### Task brief:
All that is needed is each line of the entries holding the word "positive", copied as it stands.

++++++

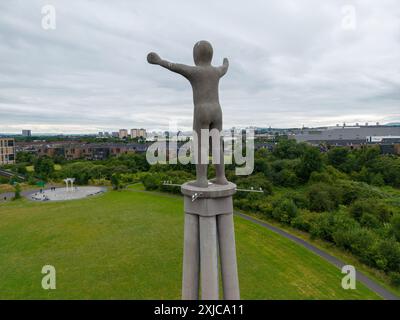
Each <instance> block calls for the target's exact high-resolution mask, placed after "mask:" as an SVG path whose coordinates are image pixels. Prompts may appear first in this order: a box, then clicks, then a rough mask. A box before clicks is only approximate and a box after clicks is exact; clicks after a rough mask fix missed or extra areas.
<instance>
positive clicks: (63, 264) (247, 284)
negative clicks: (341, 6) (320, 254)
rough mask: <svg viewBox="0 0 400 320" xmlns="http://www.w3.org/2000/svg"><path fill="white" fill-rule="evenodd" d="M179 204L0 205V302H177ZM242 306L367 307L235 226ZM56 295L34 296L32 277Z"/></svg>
mask: <svg viewBox="0 0 400 320" xmlns="http://www.w3.org/2000/svg"><path fill="white" fill-rule="evenodd" d="M182 209H183V208H182V199H181V198H177V197H170V196H162V195H154V194H151V193H145V192H132V191H123V192H109V193H107V194H105V195H103V196H101V197H96V198H91V199H85V200H78V201H69V202H58V203H33V202H28V201H27V200H23V201H17V202H10V203H6V204H1V205H0V248H1V249H0V298H3V299H4V298H6V299H8V298H62V299H71V298H77V299H82V298H87V299H93V298H123V299H125V298H126V299H152V298H154V299H179V298H180V282H181V262H182V241H183V213H182V211H183V210H182ZM235 224H236V237H237V252H238V263H239V277H240V285H241V294H242V298H244V299H336V298H337V299H360V298H363V299H376V298H378V297H377V296H376V295H375V294H374V293H372V292H370V291H369V290H368V289H367V288H365V287H364V286H363V285H361V284H359V283H358V284H357V290H347V291H346V290H343V289H342V288H341V285H340V283H341V278H342V276H343V275H342V274H341V273H340V270H338V269H336V268H335V267H333V266H331V265H330V264H328V263H327V262H326V261H324V260H322V259H321V258H319V257H318V256H316V255H314V254H312V253H310V252H308V251H307V250H306V249H304V248H302V247H300V246H298V245H296V244H295V243H293V242H291V241H289V240H287V239H285V238H282V237H281V236H279V235H276V234H274V233H272V232H270V231H268V230H266V229H264V228H262V227H260V226H258V225H255V224H253V223H251V222H248V221H245V220H243V219H240V218H236V220H235ZM45 264H51V265H54V266H55V267H56V269H57V290H55V291H45V290H43V289H41V279H42V274H41V273H40V271H41V268H42V266H43V265H45Z"/></svg>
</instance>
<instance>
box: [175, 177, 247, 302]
mask: <svg viewBox="0 0 400 320" xmlns="http://www.w3.org/2000/svg"><path fill="white" fill-rule="evenodd" d="M181 191H182V193H183V195H184V198H185V199H184V206H185V236H184V255H183V280H182V299H184V300H197V299H199V283H200V279H201V299H203V300H217V299H219V280H218V279H219V272H218V258H219V257H218V252H219V255H220V263H221V279H222V288H223V298H224V299H226V300H238V299H240V293H239V280H238V273H237V261H236V246H235V233H234V225H233V205H232V195H233V194H234V193H235V192H236V185H235V184H233V183H229V184H227V185H217V184H211V185H209V186H208V187H207V188H200V187H196V186H194V185H193V184H192V182H189V183H185V184H184V185H182V187H181ZM218 246H219V250H218Z"/></svg>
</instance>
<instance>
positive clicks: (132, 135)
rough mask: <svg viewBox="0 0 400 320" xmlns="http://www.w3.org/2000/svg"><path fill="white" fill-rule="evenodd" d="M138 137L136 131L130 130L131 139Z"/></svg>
mask: <svg viewBox="0 0 400 320" xmlns="http://www.w3.org/2000/svg"><path fill="white" fill-rule="evenodd" d="M137 137H138V129H131V138H132V139H135V138H137Z"/></svg>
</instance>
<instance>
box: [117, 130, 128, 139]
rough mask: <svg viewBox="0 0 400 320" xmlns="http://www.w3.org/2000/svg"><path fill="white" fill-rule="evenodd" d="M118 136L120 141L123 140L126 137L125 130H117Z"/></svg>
mask: <svg viewBox="0 0 400 320" xmlns="http://www.w3.org/2000/svg"><path fill="white" fill-rule="evenodd" d="M118 136H119V138H120V139H124V138H127V137H128V130H126V129H119V133H118Z"/></svg>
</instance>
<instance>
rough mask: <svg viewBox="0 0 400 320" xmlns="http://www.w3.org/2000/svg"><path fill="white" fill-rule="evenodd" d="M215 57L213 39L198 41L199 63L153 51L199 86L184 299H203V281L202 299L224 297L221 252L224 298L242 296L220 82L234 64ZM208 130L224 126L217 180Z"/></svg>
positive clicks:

++++++

### Your solution:
positive clicks: (63, 264) (247, 284)
positive clicks: (132, 135)
positive clicks:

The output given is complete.